◆ **TASK ITEM**
Reproduce each line from the records that holds "hair".

GIVEN DATA below:

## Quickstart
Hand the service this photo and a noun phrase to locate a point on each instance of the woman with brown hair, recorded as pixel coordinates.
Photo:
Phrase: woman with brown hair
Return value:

End of GIVEN DATA.

◆ **RESPONSE TO THIS TASK**
Hand the service this photo and a noun phrase to locate a point on each instance of the woman with brown hair, recorded as pixel coordinates.
Phrase: woman with brown hair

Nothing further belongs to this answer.